- **Goal of the exercise**
Rewrite the data starting at the line that contains "Game engine object recognition — detect misty" and ending at the line that contains "260, 393, 278, 416", changing "snowy lawn" to "frozen lawn" and leaving everything else the same.

*-*-*

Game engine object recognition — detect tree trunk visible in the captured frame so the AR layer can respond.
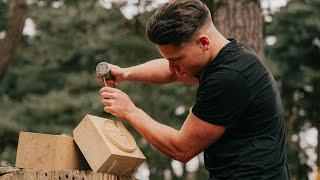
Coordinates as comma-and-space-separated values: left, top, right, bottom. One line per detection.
203, 0, 264, 60
0, 0, 27, 79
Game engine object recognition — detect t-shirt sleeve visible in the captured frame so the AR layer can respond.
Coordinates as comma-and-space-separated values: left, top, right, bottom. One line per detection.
192, 69, 250, 127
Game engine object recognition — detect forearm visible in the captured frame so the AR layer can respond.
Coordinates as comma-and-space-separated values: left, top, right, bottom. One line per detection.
126, 109, 189, 162
124, 59, 176, 84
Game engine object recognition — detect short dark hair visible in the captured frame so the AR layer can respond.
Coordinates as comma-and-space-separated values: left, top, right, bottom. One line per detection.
146, 0, 211, 46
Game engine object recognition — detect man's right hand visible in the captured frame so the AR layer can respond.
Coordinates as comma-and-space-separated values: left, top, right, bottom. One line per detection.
97, 64, 125, 87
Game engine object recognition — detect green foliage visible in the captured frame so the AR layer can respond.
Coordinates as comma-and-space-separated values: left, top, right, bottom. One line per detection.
265, 0, 320, 179
0, 1, 206, 179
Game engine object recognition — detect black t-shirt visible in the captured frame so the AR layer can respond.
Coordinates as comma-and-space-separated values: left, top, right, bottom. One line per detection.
192, 40, 290, 180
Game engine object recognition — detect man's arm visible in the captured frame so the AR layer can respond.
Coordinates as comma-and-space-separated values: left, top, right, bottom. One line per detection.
126, 109, 225, 163
123, 59, 198, 84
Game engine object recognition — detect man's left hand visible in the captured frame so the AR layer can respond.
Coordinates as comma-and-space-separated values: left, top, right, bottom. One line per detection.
99, 87, 137, 120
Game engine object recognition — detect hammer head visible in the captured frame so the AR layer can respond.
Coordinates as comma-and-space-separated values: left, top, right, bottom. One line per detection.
96, 62, 112, 80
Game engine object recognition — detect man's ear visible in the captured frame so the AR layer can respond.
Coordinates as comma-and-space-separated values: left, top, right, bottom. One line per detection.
197, 35, 210, 51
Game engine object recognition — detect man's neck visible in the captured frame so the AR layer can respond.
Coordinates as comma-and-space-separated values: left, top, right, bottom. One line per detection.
209, 31, 230, 63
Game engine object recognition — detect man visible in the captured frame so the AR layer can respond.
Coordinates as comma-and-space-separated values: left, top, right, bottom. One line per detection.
100, 0, 289, 180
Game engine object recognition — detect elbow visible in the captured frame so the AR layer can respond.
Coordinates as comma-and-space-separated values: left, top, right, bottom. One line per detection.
172, 151, 194, 164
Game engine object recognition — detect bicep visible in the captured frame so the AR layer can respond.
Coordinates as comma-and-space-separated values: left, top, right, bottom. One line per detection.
180, 112, 226, 158
176, 74, 198, 85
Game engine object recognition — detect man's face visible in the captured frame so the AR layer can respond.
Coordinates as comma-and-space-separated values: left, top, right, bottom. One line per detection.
156, 41, 208, 77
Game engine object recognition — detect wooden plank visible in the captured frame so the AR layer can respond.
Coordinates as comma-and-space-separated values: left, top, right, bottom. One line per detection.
73, 115, 146, 176
16, 131, 88, 170
0, 167, 134, 180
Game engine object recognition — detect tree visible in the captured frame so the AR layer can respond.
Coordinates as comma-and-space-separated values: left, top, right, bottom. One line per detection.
0, 0, 27, 79
204, 0, 264, 60
266, 0, 320, 179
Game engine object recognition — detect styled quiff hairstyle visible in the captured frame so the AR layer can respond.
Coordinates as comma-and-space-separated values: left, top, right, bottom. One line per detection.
146, 0, 211, 46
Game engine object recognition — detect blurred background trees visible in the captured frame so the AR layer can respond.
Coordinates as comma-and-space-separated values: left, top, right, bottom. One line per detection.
0, 0, 320, 179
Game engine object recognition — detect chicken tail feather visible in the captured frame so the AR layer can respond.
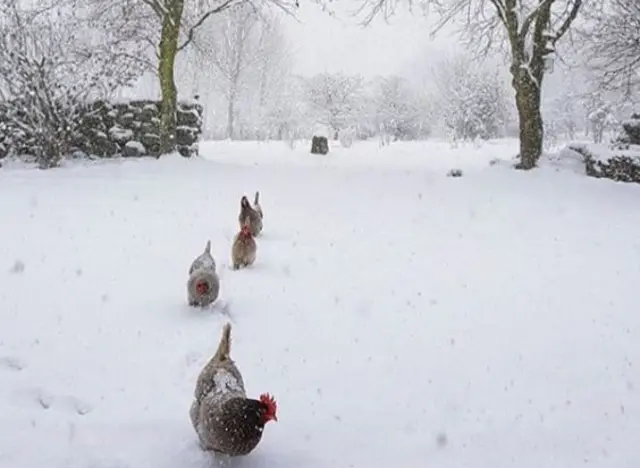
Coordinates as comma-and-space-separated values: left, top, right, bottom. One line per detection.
213, 323, 231, 361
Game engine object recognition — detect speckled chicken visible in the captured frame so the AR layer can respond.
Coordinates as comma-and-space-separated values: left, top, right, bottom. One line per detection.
231, 217, 258, 270
238, 192, 264, 237
189, 323, 278, 456
187, 241, 220, 307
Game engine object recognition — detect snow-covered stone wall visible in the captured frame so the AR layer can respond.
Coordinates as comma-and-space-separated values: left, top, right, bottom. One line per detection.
0, 100, 203, 159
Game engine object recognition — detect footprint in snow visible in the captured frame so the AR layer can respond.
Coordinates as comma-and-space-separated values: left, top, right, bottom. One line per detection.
14, 388, 93, 416
0, 356, 27, 372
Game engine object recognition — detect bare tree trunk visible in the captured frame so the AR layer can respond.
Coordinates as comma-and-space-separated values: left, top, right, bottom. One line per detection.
158, 0, 184, 154
512, 70, 544, 170
227, 83, 238, 140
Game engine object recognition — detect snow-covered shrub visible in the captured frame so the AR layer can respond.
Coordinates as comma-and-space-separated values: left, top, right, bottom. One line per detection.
569, 114, 640, 183
622, 114, 640, 145
305, 73, 364, 139
311, 136, 329, 154
371, 75, 424, 141
435, 55, 510, 140
338, 128, 356, 148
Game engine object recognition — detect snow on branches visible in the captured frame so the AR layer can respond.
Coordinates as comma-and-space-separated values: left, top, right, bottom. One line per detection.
581, 0, 640, 95
0, 0, 146, 168
434, 55, 512, 140
306, 73, 364, 138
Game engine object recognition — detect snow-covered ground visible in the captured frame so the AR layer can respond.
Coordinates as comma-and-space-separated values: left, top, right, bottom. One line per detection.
0, 141, 640, 468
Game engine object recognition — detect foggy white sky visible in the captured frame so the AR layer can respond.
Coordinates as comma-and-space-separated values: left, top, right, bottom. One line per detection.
284, 0, 457, 78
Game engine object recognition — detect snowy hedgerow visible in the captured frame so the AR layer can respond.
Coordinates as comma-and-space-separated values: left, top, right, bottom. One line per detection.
435, 55, 510, 140
373, 76, 422, 140
0, 0, 140, 168
306, 73, 364, 139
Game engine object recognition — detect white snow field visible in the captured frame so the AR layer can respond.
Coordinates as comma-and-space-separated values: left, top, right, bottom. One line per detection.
0, 140, 640, 468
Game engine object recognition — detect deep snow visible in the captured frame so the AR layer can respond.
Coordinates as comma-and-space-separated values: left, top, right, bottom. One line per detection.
0, 141, 640, 468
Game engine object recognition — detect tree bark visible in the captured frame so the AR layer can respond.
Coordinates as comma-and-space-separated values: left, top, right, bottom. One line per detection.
512, 69, 544, 170
227, 83, 237, 140
158, 0, 184, 154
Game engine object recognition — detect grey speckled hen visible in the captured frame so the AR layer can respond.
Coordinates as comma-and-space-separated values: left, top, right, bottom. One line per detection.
189, 323, 278, 456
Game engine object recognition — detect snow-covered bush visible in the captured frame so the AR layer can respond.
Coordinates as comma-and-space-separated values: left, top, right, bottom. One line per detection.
435, 55, 512, 140
372, 75, 423, 141
569, 114, 640, 183
306, 73, 364, 139
0, 0, 141, 168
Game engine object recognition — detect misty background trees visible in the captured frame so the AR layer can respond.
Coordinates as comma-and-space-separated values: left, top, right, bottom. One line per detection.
0, 0, 640, 169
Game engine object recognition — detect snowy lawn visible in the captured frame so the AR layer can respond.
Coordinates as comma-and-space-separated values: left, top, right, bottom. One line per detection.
0, 141, 640, 468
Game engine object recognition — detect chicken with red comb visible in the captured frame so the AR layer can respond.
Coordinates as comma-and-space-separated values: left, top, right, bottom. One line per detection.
187, 241, 220, 307
238, 192, 264, 237
190, 323, 278, 456
231, 217, 258, 270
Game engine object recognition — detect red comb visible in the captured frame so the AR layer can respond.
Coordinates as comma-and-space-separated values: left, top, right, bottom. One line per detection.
196, 281, 209, 294
260, 393, 278, 416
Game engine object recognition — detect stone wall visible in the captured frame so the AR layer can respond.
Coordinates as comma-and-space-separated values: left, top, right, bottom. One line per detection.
0, 100, 203, 159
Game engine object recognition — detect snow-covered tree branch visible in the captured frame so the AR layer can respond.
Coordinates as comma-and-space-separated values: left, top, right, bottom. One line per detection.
0, 0, 141, 168
352, 0, 587, 169
582, 0, 640, 94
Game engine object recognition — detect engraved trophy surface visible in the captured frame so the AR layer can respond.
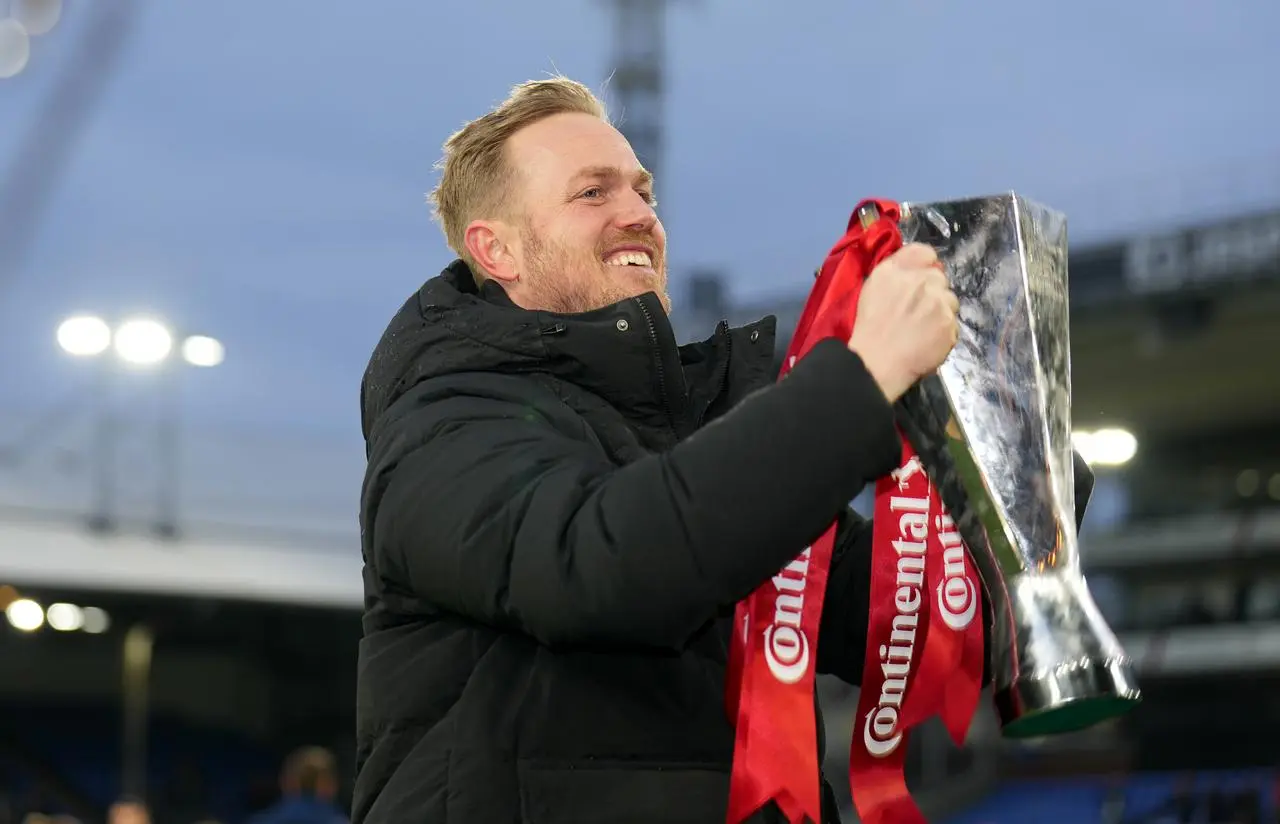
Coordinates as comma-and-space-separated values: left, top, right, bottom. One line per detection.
897, 192, 1140, 737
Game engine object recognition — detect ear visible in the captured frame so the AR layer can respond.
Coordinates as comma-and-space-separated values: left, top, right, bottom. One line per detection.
462, 220, 520, 283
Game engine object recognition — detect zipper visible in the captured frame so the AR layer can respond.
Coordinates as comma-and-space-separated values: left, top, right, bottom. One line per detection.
632, 296, 681, 438
698, 320, 733, 429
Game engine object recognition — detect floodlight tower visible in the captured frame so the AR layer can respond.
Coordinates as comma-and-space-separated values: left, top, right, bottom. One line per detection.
607, 0, 669, 180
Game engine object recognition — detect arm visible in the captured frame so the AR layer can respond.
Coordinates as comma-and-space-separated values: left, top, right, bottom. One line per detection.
818, 452, 1094, 685
365, 340, 899, 647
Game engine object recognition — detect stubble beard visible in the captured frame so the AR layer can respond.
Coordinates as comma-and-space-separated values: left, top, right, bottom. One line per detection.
522, 229, 671, 315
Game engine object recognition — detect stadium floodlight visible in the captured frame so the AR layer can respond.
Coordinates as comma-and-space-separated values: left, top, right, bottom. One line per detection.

*-*-*

- **Solution for this exercise**
Game engine object recognition — detect misty background trees visible in the captured frame so the AR layer can respond.
Coordinates as comma-and-space-separated values: left, top, right, bottom. One line per detection.
0, 0, 640, 169
Game engine object recognition — detect frozen lawn visible in the captured frame so the AR layer can respond.
Coordinates as comma-and-space-separated values: left, top, right, bottom. One line per detection.
0, 141, 640, 468
Game engine object recognition — detect chicken with red comb visible in the captured frame so the AR layer can respond.
Coordinates as comma-and-space-separated values: left, top, right, bottom. One line per detection.
187, 241, 220, 307
238, 192, 264, 237
190, 323, 278, 456
231, 217, 258, 270
Game engine object recognition — detect red comb visible in the captured frame so the AR layer can respond.
Coordinates as comma-and-space-separated values: left, top, right, bottom. One line per detection.
196, 281, 209, 294
260, 393, 278, 416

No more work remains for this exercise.